* Start Data lines *

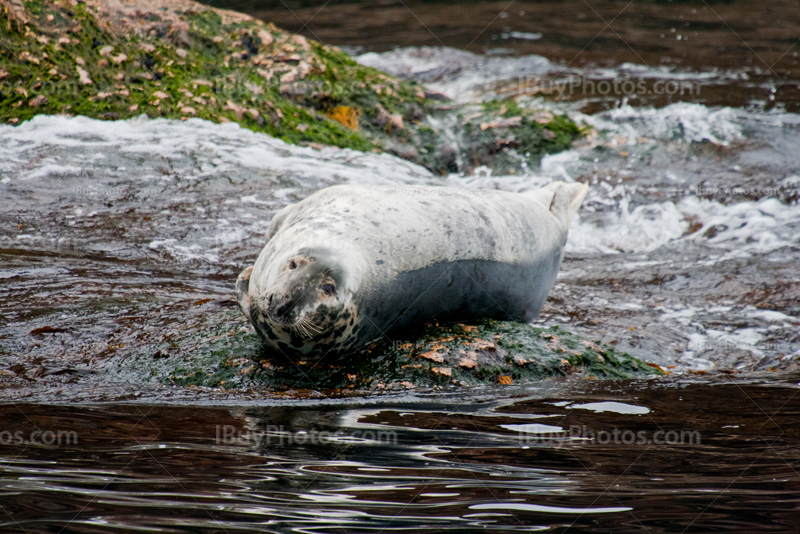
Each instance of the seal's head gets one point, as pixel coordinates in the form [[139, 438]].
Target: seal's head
[[304, 296]]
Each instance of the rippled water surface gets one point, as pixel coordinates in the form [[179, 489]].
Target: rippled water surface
[[120, 243], [543, 458]]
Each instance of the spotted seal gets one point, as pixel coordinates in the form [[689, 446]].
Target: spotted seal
[[350, 264]]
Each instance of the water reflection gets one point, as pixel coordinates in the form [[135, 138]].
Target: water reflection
[[432, 465]]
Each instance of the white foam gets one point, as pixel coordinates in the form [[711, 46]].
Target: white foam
[[461, 75], [229, 144], [682, 122]]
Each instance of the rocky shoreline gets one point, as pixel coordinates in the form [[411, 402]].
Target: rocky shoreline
[[177, 59]]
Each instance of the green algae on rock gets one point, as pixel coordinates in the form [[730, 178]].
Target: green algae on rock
[[117, 59], [451, 355]]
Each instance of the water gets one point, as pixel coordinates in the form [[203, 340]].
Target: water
[[539, 458], [120, 242]]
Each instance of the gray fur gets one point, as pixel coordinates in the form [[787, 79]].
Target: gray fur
[[397, 256]]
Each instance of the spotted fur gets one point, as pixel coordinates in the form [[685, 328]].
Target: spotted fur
[[350, 264]]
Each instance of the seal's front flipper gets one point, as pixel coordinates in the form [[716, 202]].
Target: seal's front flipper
[[243, 292]]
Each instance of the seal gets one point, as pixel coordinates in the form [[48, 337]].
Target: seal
[[350, 264]]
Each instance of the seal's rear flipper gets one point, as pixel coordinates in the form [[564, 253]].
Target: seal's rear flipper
[[243, 292], [567, 199]]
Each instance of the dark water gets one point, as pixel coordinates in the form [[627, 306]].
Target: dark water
[[748, 53], [120, 242], [687, 457]]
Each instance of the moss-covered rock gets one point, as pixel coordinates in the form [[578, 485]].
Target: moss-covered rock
[[116, 59], [453, 355]]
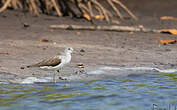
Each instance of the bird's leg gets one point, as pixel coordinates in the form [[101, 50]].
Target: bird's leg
[[54, 75]]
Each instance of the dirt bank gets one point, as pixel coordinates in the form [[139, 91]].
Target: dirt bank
[[21, 46]]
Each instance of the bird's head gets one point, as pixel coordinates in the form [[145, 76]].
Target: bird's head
[[69, 50]]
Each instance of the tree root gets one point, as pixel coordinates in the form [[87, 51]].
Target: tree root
[[92, 8]]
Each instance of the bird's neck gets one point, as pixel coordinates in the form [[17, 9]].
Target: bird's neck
[[68, 54]]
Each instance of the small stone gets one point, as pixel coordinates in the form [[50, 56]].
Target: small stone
[[25, 25], [82, 50], [22, 67]]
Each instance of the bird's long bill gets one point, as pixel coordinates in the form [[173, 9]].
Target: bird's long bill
[[77, 52]]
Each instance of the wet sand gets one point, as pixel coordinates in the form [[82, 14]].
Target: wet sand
[[20, 46]]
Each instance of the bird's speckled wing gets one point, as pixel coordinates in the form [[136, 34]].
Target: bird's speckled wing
[[48, 62]]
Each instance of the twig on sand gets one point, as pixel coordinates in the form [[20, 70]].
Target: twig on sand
[[104, 28]]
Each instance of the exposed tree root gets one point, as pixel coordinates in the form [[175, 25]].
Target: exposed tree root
[[94, 9]]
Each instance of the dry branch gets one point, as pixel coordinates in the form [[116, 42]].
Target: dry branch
[[65, 7]]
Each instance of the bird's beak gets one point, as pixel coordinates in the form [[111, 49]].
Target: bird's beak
[[77, 52]]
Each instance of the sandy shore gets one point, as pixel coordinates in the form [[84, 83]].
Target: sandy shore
[[20, 46]]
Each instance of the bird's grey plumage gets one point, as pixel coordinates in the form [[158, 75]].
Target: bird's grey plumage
[[47, 62], [56, 62]]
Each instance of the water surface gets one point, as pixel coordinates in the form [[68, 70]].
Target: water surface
[[132, 92]]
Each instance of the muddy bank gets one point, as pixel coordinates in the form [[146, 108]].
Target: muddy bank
[[21, 46]]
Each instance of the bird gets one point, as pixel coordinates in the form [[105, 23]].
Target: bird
[[55, 63]]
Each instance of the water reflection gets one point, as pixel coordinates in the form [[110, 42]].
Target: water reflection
[[123, 93]]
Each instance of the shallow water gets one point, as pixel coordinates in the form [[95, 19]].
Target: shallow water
[[133, 92]]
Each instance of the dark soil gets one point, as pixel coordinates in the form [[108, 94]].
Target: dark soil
[[20, 41]]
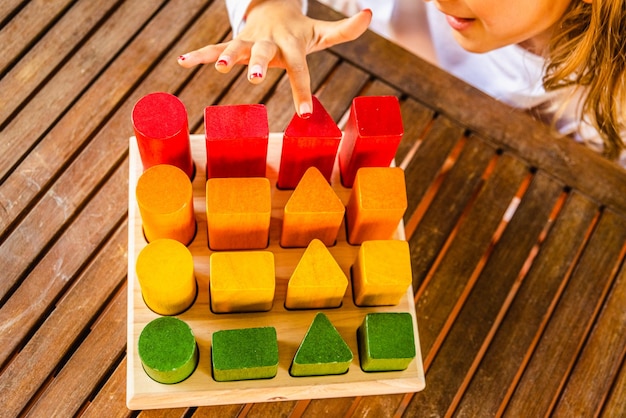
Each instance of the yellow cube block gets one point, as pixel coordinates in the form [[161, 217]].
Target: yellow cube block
[[238, 212], [314, 211], [317, 282], [377, 204], [381, 273], [242, 281], [166, 276]]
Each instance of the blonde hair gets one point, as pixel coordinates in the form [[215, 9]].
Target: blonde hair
[[588, 49]]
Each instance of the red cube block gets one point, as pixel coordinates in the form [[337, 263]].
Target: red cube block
[[308, 143], [162, 131], [371, 136], [236, 140]]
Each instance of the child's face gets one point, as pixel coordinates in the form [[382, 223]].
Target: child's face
[[484, 25]]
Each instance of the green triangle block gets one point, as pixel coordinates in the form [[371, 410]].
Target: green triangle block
[[322, 351]]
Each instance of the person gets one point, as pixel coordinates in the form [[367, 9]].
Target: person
[[562, 59]]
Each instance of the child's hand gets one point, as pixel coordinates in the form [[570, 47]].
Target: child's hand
[[277, 34]]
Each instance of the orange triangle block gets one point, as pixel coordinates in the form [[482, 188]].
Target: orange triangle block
[[317, 282], [314, 211]]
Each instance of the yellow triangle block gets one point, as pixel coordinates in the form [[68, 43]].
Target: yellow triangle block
[[317, 282], [314, 211]]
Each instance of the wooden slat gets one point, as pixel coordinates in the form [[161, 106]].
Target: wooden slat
[[88, 364], [600, 359], [453, 196], [40, 113], [280, 107], [575, 313], [530, 310], [26, 25], [110, 401], [51, 51], [58, 268], [49, 344], [108, 146], [616, 402], [416, 119], [429, 159], [470, 332], [572, 163]]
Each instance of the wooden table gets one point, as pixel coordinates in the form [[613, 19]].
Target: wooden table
[[518, 237]]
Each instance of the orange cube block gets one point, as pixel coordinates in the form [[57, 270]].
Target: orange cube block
[[318, 282], [165, 199], [314, 211], [238, 212], [377, 204], [242, 281], [166, 276], [381, 273]]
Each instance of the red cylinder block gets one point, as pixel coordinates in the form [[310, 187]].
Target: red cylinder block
[[162, 130], [371, 135], [236, 140], [308, 143]]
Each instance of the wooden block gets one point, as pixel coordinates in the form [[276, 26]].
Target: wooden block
[[242, 281], [166, 276], [238, 213], [165, 198], [322, 351], [311, 142], [371, 135], [376, 205], [317, 282], [244, 354], [236, 140], [386, 341], [167, 349], [381, 273], [314, 211], [162, 131]]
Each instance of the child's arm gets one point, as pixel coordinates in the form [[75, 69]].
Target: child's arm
[[277, 34]]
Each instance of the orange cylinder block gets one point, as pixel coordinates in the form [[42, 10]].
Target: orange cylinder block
[[165, 198]]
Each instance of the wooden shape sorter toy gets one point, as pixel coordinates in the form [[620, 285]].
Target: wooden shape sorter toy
[[372, 135], [314, 211], [291, 325], [236, 140], [311, 142]]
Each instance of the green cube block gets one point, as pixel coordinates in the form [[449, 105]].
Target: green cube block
[[167, 350], [322, 351], [245, 354], [386, 341]]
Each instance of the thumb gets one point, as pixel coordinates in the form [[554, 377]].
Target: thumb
[[345, 30]]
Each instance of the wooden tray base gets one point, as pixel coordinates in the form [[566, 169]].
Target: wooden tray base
[[291, 325]]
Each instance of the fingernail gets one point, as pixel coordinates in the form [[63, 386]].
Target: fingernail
[[256, 72], [305, 111], [223, 60]]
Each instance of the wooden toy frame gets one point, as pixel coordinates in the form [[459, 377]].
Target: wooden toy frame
[[200, 388]]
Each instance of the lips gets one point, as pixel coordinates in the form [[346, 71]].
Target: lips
[[459, 23]]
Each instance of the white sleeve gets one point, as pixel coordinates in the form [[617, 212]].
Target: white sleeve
[[237, 13]]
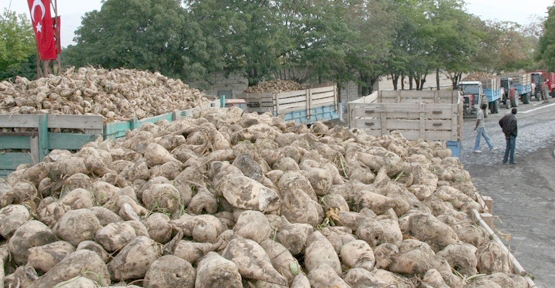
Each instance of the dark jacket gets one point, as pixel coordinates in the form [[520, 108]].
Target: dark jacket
[[509, 125]]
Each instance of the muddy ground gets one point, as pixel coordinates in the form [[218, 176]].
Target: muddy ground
[[523, 194]]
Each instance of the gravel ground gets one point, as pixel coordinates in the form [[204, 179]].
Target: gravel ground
[[523, 194]]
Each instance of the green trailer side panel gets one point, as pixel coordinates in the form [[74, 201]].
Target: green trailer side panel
[[15, 142], [69, 141], [116, 129], [167, 116], [10, 161]]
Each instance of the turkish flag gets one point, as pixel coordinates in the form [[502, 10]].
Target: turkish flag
[[57, 23], [43, 26]]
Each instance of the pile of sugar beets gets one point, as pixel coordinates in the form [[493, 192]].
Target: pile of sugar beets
[[229, 199]]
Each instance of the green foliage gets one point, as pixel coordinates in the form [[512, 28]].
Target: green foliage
[[155, 35], [17, 46], [546, 49], [306, 41]]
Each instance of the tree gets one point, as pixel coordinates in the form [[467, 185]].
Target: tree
[[155, 35], [251, 33], [17, 46], [456, 39], [373, 22], [546, 48]]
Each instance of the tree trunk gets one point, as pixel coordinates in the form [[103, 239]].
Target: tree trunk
[[395, 80]]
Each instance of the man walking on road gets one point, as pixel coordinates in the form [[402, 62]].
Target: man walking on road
[[481, 130], [510, 128]]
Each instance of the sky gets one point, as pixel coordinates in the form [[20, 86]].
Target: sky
[[519, 11]]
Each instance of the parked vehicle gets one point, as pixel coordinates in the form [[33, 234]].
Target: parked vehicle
[[429, 115], [509, 100], [541, 76], [521, 82]]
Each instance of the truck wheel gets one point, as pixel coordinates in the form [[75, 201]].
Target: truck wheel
[[526, 98]]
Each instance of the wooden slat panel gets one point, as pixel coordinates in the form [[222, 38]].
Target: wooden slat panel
[[24, 121], [322, 89], [397, 124], [415, 135], [116, 129], [322, 102], [167, 116], [368, 113], [259, 95], [292, 100], [330, 95], [15, 142], [69, 141], [367, 99], [10, 161], [75, 121], [291, 94], [291, 107]]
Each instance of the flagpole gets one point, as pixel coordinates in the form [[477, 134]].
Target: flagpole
[[58, 36]]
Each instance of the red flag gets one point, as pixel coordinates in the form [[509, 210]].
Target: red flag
[[57, 33], [43, 26]]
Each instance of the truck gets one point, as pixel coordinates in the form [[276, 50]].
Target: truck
[[518, 84], [538, 77], [435, 115], [508, 98], [303, 106]]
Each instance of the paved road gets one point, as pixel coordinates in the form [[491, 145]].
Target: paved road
[[523, 194]]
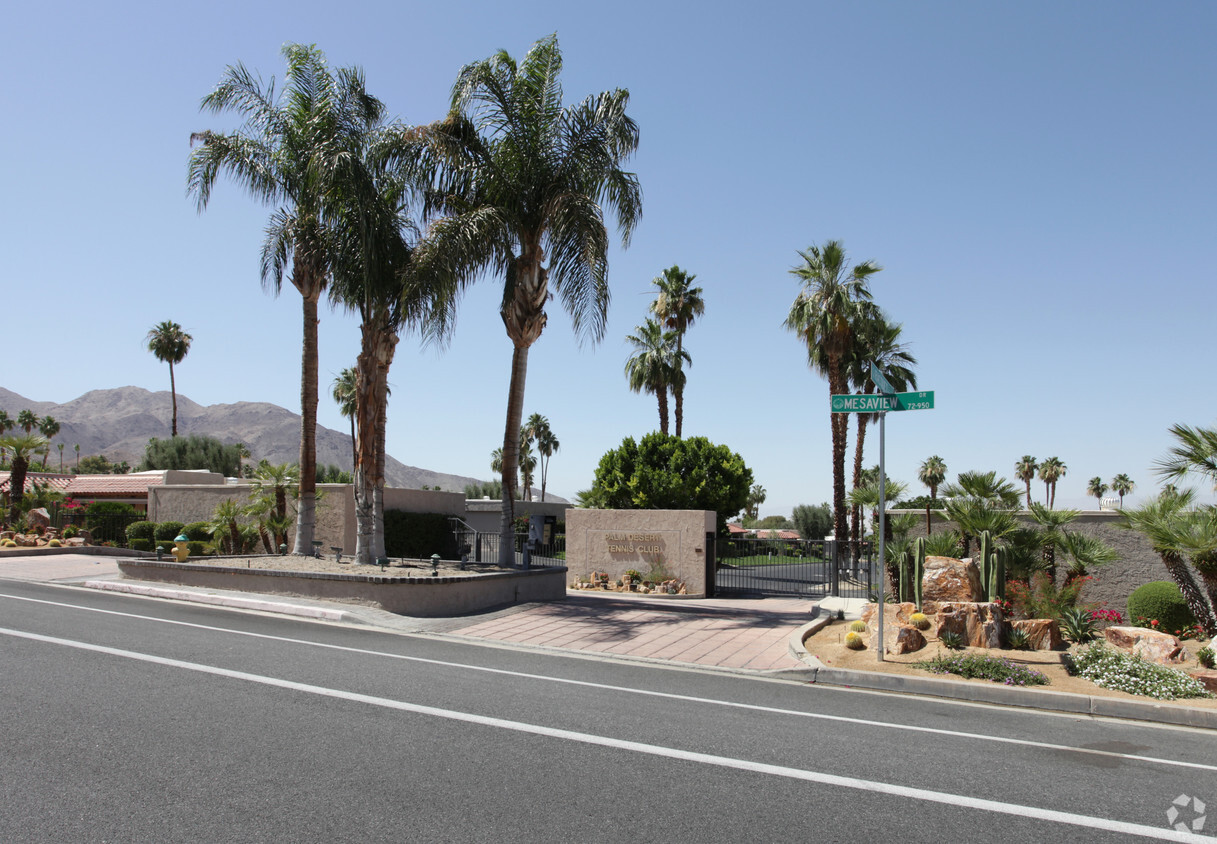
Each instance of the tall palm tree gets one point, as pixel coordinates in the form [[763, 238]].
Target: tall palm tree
[[1122, 485], [824, 315], [547, 444], [282, 156], [1025, 471], [1050, 471], [654, 366], [932, 473], [525, 179], [169, 343], [677, 307], [1095, 488]]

* End Data lines *

(Objective) Reproduce the listing above word for word, from its first line through the line containing "[[432, 465]]", including that line. Omit any pictures from your answer.

(Response to this task)
Each instance of the seal's head gets one point, as pixel coordinates in the form [[139, 438]].
Target: seal's head
[[304, 296]]
Each instance of the rippled water surface gets one point, as pixel coordinates in the form [[179, 489]].
Target: rippled water surface
[[120, 243], [543, 458]]
Each instance of the spotted seal gets one point, as pixel coordinates in the form [[689, 446]].
Target: spotted seal
[[350, 264]]
Each instance of the water reflection gets one point, as pixel coordinates in the form [[135, 138]].
Target: water reflection
[[432, 465]]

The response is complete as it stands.